> **Text segment**
........

Wednesday, January 22, 2014

Blaming the Prophet for the Problem

When Ahab saw Elijah, Ahab said to him, ‘Is that you, the one who troubles Israel?’”
I Kings 18:17

I was reflecting on a message I shared recently, it is the great story most of us learned in Sunday school about how Elijah challenges the false priests to a worship war. They each ready a sacrifice and the one whose deity can rain down fire upon the sacrifice will be considered the winner. At the end of the competition only the God of Abraham, Isaac, and Jacob comes through (for more read 1 Kings 18). When I went back and reviewed the narrative a simple phrase struck me. Though I’ve read it many times before, I had not realized the significance of the verse.


You see there was a famine in the land as a direct result of the king leading the people into disobedience. For years it had not rained. The crops withered in the field. The animals were dying. Tough times bring out the worst in people. Repeatedly Elijah had told King Ahab that if he were to return to God the drought would be lifted, but the king refused. The king had searched high and low to find Elijah to no avail. Elijah sends word to the king that God has instructed him to issue the challenge. When Ahab finally encounters Elijah his first words are, “Is that you, the one who troubles Israel?”

........

> **Material**

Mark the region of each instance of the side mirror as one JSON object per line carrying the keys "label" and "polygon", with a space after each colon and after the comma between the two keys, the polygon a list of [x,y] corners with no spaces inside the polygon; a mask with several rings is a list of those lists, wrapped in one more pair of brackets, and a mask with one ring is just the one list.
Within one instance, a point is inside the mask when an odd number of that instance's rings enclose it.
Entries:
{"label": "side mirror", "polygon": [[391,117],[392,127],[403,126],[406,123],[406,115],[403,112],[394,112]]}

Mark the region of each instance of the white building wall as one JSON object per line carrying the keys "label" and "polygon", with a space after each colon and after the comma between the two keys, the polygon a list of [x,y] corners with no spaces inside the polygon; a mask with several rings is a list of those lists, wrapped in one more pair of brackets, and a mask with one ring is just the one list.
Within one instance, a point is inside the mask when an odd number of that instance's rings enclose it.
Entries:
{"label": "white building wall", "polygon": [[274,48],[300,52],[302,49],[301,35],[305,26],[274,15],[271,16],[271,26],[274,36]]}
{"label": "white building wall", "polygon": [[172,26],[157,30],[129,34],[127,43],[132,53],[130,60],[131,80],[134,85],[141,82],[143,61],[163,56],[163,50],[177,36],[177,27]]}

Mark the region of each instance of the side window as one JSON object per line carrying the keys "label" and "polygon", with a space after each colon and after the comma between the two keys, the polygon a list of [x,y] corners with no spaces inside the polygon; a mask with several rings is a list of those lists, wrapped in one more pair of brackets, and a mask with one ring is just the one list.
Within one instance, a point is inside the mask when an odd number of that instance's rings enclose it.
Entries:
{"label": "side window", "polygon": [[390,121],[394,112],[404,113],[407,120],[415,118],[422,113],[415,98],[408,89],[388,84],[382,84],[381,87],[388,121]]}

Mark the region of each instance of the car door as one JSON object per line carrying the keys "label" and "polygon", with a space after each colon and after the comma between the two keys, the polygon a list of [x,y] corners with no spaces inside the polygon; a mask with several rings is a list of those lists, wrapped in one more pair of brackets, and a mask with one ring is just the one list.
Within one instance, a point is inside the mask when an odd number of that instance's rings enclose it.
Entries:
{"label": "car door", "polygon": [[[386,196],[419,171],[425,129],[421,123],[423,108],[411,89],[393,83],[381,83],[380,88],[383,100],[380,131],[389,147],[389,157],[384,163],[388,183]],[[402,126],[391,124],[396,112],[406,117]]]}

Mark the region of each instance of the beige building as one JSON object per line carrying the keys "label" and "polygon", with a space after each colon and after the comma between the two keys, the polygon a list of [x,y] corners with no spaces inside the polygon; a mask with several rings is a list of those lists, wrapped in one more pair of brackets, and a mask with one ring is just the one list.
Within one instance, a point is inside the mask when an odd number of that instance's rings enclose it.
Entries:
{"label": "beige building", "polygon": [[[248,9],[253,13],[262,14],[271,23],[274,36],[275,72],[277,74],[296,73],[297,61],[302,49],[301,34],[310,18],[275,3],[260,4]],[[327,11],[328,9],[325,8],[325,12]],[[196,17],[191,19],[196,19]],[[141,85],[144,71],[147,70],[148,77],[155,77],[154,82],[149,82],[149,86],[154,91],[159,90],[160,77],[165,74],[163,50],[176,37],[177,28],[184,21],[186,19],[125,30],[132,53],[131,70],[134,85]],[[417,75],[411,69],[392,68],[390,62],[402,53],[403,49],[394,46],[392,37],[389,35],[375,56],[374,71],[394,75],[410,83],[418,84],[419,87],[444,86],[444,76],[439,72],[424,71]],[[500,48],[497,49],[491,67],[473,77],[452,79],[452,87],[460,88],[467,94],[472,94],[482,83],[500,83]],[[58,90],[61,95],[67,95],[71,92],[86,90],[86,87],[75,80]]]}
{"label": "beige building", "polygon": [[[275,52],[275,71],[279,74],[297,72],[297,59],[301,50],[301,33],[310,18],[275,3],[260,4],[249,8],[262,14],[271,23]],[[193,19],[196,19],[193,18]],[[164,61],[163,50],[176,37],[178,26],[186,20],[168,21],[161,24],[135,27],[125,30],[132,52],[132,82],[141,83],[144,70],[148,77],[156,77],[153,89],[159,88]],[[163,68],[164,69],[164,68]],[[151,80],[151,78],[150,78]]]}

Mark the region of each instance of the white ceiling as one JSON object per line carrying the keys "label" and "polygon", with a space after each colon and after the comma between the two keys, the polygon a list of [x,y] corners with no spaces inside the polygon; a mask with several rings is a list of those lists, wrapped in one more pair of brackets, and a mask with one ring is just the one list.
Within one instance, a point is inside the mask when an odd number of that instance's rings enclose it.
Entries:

........

> **Required work**
A – Return the stretch of the Elijah and Ahab post from "Wednesday, January 22, 2014" through "of the verse.", word for word.
B – Does the Elijah and Ahab post agree with each statement? (i) It had gone years without rain. (ii) King Ahab agreed to return to God once Elijah warned him. (iii) Ahab's search for Elijah was fruitless. Answer yes or no for each, and quote the words of the post that settle it.
The listing has nothing to do with what comes next.

> **The results**
A –
Wednesday, January 22, 2014

Blaming the Prophet for the Problem

When Ahab saw Elijah, Ahab said to him, ‘Is that you, the one who troubles Israel?’”
I Kings 18:17

I was reflecting on a message I shared recently, it is the great story most of us learned in Sunday school about how Elijah challenges the false priests to a worship war. They each ready a sacrifice and the one whose deity can rain down fire upon the sacrifice will be considered the winner. At the end of the competition only the God of Abraham, Isaac, and Jacob comes through (for more read 1 Kings 18). When I went back and reviewed the narrative a simple phrase struck me. Though I’ve read it many times before, I had not realized the significance of the verse.

B –
(i) Yes: "For years it had not rained."
(ii) No: "Repeatedly Elijah had told King Ahab that if he were to return to God the drought would be lifted, but the king refused."
(iii) Yes: "The king had searched high and low to find Elijah to no avail."